Segment Open

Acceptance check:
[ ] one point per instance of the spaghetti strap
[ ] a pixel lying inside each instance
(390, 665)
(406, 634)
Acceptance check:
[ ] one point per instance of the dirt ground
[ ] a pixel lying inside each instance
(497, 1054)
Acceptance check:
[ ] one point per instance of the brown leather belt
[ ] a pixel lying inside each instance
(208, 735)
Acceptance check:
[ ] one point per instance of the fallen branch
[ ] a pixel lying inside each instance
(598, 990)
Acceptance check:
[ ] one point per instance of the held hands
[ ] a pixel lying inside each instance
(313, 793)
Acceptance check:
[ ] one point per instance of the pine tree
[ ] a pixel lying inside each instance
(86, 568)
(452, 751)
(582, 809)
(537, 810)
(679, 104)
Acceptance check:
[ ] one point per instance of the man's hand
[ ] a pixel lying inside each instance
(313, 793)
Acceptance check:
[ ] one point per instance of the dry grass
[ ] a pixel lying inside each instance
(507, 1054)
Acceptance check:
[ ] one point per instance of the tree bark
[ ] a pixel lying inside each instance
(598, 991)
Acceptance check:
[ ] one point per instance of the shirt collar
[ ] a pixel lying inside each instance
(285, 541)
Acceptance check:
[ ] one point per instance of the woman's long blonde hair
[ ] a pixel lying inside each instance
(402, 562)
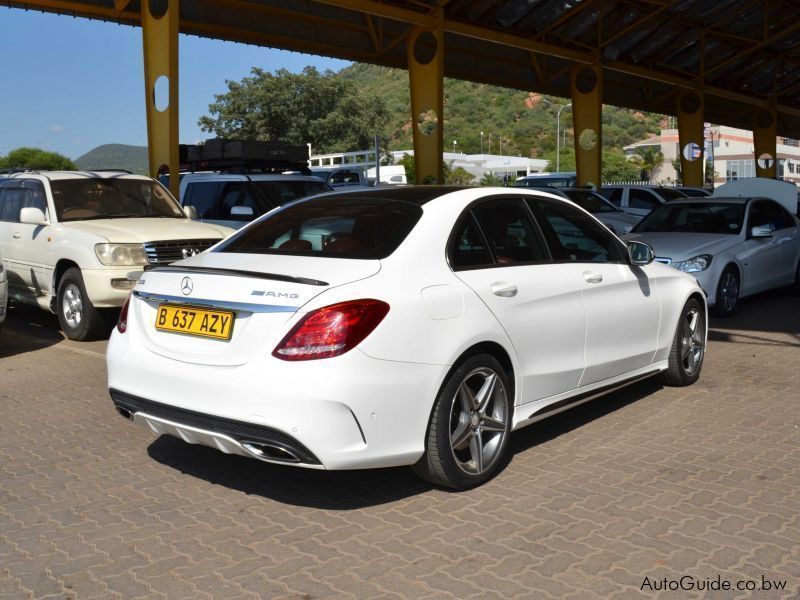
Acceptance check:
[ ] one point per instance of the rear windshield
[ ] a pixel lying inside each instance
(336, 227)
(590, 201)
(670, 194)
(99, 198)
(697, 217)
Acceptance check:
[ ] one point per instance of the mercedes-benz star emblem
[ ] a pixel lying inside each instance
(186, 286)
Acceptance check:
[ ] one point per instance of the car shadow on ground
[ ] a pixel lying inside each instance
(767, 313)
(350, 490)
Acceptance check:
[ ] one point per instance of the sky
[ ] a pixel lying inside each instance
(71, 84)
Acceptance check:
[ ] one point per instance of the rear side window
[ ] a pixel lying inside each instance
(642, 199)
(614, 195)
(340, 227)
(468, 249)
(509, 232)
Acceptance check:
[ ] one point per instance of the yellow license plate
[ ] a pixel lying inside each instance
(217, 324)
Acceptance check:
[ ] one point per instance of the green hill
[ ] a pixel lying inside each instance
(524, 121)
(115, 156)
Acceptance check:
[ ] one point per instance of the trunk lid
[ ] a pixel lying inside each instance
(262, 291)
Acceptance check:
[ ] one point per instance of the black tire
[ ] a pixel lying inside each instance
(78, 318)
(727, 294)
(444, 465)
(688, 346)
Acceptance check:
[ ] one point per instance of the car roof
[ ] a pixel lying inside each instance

Segment Closed
Segment Open

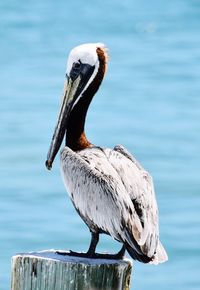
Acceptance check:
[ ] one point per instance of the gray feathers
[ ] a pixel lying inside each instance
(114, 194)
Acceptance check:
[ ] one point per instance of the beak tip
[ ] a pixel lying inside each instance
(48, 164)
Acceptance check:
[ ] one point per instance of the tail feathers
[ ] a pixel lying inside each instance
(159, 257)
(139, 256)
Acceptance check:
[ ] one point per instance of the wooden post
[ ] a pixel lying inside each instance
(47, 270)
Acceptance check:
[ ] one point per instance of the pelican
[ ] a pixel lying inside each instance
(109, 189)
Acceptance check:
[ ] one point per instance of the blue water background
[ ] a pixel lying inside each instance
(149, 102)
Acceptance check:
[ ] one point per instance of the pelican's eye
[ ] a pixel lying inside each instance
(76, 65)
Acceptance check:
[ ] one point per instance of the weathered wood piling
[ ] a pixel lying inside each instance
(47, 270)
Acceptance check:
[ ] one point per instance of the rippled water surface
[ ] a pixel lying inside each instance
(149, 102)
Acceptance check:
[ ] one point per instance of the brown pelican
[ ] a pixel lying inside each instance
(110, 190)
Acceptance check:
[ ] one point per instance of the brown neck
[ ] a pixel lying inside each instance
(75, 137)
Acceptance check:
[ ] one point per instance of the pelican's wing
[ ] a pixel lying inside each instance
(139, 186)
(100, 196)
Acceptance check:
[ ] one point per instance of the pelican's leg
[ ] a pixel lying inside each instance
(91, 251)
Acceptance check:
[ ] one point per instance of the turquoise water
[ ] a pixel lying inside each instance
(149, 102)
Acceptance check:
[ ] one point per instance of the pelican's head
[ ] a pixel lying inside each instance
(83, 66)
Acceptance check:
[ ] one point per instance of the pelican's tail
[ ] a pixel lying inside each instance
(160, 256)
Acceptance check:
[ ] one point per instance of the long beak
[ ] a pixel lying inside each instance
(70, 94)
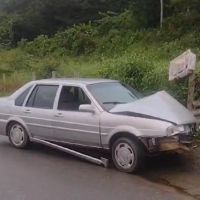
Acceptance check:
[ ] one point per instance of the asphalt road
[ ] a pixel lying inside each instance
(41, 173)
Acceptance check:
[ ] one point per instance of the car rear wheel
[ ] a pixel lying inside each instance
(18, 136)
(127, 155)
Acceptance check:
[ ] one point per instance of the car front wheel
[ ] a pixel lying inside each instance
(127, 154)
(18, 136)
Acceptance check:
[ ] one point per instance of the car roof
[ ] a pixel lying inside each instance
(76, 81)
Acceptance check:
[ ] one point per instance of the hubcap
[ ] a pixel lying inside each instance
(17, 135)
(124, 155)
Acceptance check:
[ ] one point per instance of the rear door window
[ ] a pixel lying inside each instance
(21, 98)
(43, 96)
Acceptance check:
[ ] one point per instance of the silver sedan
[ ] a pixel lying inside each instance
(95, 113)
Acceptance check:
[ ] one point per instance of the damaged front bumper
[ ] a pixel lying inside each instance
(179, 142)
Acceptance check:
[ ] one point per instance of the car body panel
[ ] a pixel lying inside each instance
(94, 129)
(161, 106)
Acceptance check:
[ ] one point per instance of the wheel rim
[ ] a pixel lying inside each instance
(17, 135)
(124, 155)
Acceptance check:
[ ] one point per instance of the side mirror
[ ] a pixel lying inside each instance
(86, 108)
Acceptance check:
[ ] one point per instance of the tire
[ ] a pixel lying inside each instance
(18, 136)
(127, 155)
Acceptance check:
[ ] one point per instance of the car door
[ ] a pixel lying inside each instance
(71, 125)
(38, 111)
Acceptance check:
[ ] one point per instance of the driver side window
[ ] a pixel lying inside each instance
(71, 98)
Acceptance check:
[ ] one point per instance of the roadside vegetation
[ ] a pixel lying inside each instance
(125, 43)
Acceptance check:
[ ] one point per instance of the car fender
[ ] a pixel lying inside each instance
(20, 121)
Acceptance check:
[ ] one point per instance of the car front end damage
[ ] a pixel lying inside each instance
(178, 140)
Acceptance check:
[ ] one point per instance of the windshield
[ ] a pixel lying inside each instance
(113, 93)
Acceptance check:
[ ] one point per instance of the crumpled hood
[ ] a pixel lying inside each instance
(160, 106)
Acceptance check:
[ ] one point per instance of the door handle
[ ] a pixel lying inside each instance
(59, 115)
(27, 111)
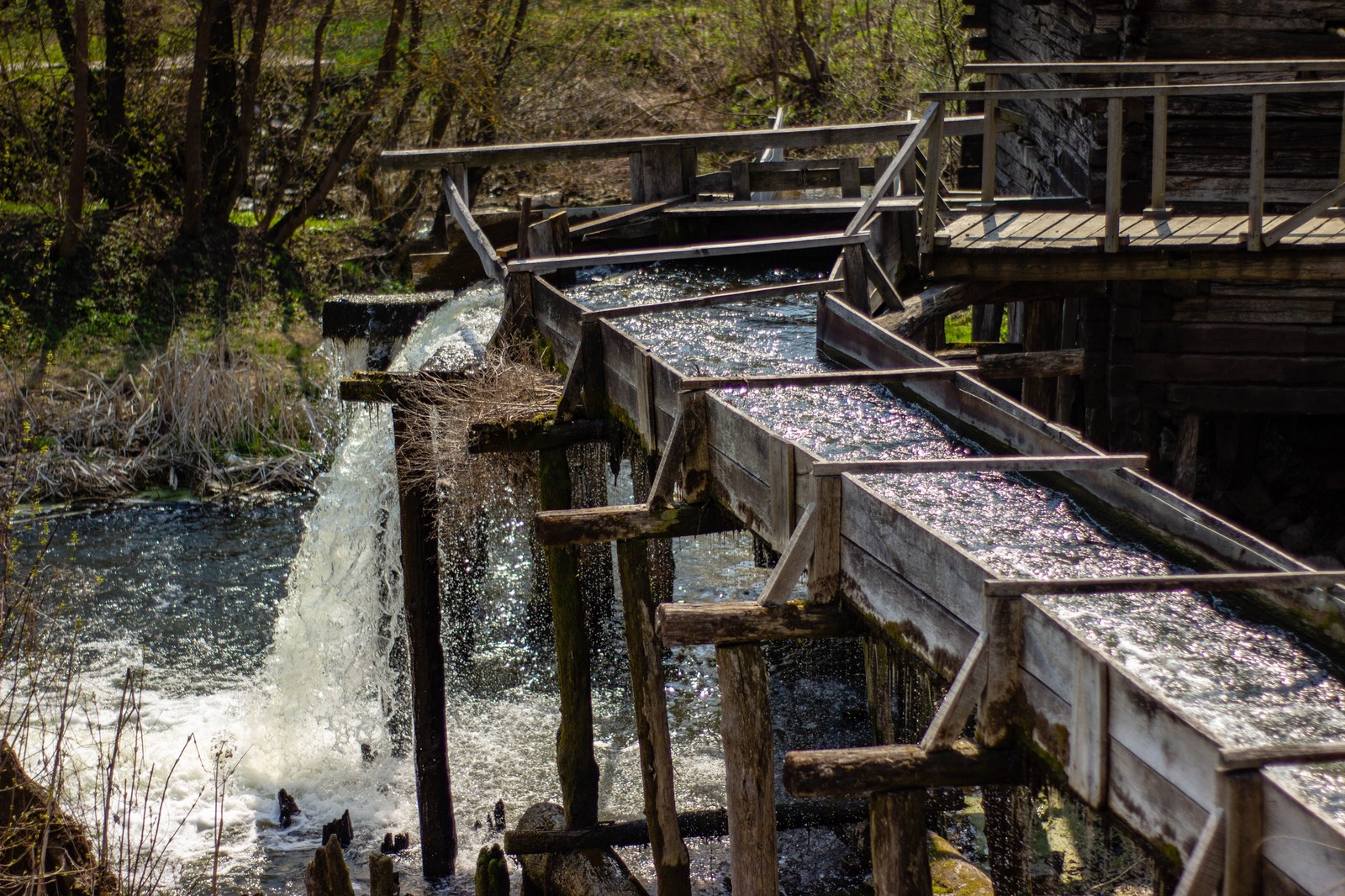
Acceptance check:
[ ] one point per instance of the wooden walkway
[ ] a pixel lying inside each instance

Segment Closed
Segment Open

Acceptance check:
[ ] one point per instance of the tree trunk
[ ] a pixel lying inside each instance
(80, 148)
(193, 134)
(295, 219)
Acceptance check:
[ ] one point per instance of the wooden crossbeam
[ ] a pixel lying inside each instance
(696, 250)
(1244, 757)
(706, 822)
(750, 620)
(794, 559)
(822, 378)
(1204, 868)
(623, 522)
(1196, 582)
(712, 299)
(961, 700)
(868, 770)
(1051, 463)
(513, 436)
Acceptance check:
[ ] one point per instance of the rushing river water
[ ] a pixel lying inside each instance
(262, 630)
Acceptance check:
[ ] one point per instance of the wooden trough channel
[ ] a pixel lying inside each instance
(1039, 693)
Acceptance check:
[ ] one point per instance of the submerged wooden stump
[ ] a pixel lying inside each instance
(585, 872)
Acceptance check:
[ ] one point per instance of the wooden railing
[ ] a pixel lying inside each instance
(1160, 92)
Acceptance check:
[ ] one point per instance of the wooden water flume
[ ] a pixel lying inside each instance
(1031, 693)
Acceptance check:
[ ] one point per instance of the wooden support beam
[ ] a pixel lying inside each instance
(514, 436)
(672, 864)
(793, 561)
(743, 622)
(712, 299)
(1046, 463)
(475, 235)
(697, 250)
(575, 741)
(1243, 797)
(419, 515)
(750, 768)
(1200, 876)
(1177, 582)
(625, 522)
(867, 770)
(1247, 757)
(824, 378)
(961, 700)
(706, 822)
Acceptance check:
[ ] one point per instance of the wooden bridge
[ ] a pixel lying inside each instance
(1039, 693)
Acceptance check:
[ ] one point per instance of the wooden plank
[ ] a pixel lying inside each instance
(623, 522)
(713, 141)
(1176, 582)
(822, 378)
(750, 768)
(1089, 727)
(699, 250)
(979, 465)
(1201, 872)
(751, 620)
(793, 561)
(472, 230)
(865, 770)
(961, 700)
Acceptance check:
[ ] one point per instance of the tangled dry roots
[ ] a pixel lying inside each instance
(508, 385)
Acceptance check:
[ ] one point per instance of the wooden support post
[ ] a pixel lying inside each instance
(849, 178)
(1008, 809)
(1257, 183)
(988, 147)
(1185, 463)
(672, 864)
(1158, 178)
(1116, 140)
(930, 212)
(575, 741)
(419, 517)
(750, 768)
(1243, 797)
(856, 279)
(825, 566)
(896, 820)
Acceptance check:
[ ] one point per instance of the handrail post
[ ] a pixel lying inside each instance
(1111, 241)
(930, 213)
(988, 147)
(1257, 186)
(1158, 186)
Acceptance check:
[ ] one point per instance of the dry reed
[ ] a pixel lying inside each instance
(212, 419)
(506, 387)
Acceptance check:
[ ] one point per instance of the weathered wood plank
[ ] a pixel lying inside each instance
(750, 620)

Segment Closed

_Task item:_
Look through the material above and pick out each line holding the word "beak".

_Task solution:_
[ ] one point per instance of the beak tip
[ ] one point per instance of the long beak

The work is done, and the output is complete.